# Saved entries
□ □ □ □ □ □ □
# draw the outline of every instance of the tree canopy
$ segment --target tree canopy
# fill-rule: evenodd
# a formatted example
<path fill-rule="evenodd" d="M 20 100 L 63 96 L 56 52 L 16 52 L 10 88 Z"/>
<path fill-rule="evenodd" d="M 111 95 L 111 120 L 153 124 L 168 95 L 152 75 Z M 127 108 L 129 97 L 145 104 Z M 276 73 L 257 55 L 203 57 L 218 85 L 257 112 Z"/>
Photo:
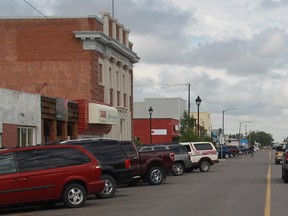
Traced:
<path fill-rule="evenodd" d="M 180 118 L 180 136 L 179 141 L 181 142 L 198 142 L 198 141 L 209 141 L 212 142 L 212 138 L 207 135 L 207 131 L 204 129 L 200 130 L 199 136 L 196 132 L 196 119 L 193 116 L 189 116 L 184 111 Z"/>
□ □ □ □ □ □ □
# Prompt
Copy out all lines from the records where the word "canopy" appears.

# Problem solution
# draw the outline of every instance of the tree canopy
$ segment --target tree canopy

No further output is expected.